- _PROBLEM SET_
- A) In the tax measures text, until what date do businesses holding assets eligible for the enhanced $150,000 instant asset write-off have to first use or install those assets?
- B) Decide whether each statement below agrees with the tax measures text. Answer yes or no for each and quote the deciding words from the text.
(i) Full expensing covers second-hand assets for businesses with aggregated annual turnover of less than $50 million.
(ii) The loss carry-back is open to corporate tax entities with an aggregated turnover of less than $10 billion.
(iii) The granny flat capital gains tax exemption requires a formal written agreement.
- C) Output the stretch of the tax measures text from "Businesses with aggregated" through "install those assets.".

**** SOURCE PASSAGE ****

Full expensing in the year of first use will apply to new depreciable assets and the cost of improvements to existing eligible assets. For small and medium sized businesses (with aggregated annual turnover of less than $50 million), full expensing also applies to second-hand assets.

Businesses with aggregated annual turnover between $50 million and $500 million can still deduct the full cost of eligible second-hand assets costing less than $150,000 that are purchased by 31 December 2020 under the enhanced instant asset write-off. Businesses that hold assets eligible for the enhanced $150,000 instant asset write-off will have an extra six months, until 30 June 2021, to first use or install those assets.

Small businesses (with aggregated annual turnover of less than $10 million) can deduct the balance of their simplified depreciation pool at the end of the income year while full expensing applies. The provisions which prevent small businesses from re-entering the simplified depreciation regime for five years if they opt-out will continue to be suspended.

 

JobMaker Plan — temporary loss carry-back to support cash flow

 

The Government will allow eligible companies to carry back tax losses from the 2019-20, 2020-21 or 2021-22 income years to offset previously taxed profits in 2018-19 or later income years.

Corporate tax entities with an aggregated turnover of less than $5 billion can apply tax losses against taxed profits in a previous year, generating a refundable tax offset in the year in which the loss is made. The tax refund would be limited by requiring that the amount carried back is not more than the earlier taxed profits and that the carry back does not generate a franking account deficit. The tax refund will be available on election by eligible businesses when they lodge their 2020-21 and 2021-22 tax returns.

Currently, companies are required to carry losses forward to offset profits in future years. Companies that do not elect to carry back losses under this measure can still carry losses forward as normal.

 

Exempting granny flat arrangements from capital gains tax

 

The Government will provide a targeted capital gains tax (CGT) exemption for granny flat arrangements where there is a formal written agreement. The exemption will apply to arrangements with older Australians or those with a disability. The measure will have effect from the first income year after the date of Royal Assent of the enabling legislation.

**** RECORDS SUPPLIED ****

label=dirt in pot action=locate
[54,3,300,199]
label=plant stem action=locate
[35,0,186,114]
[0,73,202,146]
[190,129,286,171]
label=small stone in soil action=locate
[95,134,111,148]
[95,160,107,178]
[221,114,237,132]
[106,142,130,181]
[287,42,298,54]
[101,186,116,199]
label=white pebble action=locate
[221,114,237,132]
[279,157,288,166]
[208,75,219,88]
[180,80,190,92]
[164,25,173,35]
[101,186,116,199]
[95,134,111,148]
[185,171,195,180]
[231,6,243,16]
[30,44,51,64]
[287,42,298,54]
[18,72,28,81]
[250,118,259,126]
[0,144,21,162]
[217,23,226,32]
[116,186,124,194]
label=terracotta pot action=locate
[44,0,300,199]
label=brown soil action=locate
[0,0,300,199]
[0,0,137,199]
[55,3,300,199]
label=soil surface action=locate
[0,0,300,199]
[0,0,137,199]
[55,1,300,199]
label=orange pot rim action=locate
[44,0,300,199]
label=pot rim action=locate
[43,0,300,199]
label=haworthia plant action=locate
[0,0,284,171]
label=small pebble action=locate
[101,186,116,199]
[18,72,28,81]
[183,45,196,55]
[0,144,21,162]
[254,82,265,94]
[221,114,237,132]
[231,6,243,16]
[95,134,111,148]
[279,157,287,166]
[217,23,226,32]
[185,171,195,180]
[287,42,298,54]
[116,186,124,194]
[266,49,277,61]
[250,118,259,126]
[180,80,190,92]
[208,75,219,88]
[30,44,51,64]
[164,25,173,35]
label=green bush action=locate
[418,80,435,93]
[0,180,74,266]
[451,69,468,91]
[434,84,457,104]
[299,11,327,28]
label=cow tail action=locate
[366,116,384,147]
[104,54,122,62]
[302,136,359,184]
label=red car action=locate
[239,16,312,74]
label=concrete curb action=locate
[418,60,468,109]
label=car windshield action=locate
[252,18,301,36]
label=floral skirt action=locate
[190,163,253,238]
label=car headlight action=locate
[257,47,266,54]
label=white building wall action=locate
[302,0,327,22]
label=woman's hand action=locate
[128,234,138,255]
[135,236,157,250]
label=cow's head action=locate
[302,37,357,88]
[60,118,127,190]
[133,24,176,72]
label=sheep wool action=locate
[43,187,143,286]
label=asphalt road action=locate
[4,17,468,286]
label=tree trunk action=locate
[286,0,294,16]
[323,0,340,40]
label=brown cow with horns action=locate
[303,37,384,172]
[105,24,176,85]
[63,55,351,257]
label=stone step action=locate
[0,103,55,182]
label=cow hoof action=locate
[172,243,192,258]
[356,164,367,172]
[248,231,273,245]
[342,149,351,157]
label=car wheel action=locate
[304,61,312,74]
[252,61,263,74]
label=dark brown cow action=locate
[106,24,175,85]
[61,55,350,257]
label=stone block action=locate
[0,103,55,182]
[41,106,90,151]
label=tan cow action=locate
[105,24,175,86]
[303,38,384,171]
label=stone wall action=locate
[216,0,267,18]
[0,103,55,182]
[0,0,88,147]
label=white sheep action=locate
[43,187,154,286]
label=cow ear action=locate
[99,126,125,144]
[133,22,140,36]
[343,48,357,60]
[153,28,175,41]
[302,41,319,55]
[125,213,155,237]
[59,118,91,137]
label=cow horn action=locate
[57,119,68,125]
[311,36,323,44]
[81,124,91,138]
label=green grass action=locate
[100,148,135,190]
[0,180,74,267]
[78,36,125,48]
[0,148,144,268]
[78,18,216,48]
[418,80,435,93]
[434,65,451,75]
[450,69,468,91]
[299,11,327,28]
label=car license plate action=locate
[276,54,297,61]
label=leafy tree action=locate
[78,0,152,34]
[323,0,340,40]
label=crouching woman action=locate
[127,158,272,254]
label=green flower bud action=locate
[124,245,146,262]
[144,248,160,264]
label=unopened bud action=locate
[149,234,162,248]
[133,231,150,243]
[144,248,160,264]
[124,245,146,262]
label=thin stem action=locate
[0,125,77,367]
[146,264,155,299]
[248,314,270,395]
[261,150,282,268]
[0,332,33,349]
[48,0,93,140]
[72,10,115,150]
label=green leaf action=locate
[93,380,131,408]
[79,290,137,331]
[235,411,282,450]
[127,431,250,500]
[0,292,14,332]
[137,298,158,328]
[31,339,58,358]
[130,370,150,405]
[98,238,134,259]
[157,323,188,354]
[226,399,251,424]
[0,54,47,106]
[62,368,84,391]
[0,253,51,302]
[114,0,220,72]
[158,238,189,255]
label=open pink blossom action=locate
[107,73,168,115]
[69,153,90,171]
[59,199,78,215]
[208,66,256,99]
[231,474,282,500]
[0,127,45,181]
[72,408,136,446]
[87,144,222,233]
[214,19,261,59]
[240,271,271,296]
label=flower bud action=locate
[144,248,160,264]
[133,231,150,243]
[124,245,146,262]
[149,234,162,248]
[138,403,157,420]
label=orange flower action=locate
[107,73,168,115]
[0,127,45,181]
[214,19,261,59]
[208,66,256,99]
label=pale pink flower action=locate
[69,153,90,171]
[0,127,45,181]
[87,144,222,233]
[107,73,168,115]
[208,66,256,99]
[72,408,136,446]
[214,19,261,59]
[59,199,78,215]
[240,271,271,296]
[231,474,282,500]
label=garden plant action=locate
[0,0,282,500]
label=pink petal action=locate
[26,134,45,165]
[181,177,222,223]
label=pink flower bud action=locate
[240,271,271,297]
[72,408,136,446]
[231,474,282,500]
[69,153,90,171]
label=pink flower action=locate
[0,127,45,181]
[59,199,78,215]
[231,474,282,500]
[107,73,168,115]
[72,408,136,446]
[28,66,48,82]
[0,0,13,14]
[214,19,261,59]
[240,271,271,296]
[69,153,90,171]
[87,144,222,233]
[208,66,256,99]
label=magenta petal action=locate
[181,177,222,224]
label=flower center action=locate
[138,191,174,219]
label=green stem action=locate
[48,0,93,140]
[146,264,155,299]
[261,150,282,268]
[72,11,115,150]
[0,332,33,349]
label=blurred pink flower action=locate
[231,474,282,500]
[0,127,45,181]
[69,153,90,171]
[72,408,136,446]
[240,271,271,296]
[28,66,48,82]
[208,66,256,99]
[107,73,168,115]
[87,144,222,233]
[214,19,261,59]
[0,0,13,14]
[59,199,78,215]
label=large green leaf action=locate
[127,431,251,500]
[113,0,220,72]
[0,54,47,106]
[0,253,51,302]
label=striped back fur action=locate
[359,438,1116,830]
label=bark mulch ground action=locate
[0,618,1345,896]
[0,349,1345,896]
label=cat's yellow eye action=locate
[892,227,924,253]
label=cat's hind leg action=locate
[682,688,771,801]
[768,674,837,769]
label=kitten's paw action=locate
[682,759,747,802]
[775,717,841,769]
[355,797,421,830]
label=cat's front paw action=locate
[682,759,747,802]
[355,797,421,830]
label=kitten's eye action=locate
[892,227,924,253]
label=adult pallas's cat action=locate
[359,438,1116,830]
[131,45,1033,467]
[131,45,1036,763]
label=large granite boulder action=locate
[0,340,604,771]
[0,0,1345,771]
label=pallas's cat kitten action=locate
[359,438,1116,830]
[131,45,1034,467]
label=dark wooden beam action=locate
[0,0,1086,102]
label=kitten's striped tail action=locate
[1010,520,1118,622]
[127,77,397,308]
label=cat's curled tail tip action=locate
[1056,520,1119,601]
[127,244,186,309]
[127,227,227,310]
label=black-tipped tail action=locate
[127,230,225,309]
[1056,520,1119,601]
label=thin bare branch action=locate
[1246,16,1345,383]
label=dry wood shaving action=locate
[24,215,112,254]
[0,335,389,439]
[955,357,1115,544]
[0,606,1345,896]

****

- _ANSWERS BY TASK_
- A) Until 30 June 2021.

- B)
(i) Yes: "For small and medium sized businesses (with aggregated annual turnover of less than $50 million), full expensing also applies to second-hand assets."
(ii) No: "Corporate tax entities with an aggregated turnover of less than $5 billion can apply tax losses against taxed profits in a previous year"
(iii) Yes: "for granny flat arrangements where there is a formal written agreement"

- C)
Businesses with aggregated annual turnover between $50 million and $500 million can still deduct the full cost of eligible second-hand assets costing less than $150,000 that are purchased by 31 December 2020 under the enhanced instant asset write-off. Businesses that hold assets eligible for the enhanced $150,000 instant asset write-off will have an extra six months, until 30 June 2021, to first use or install those assets.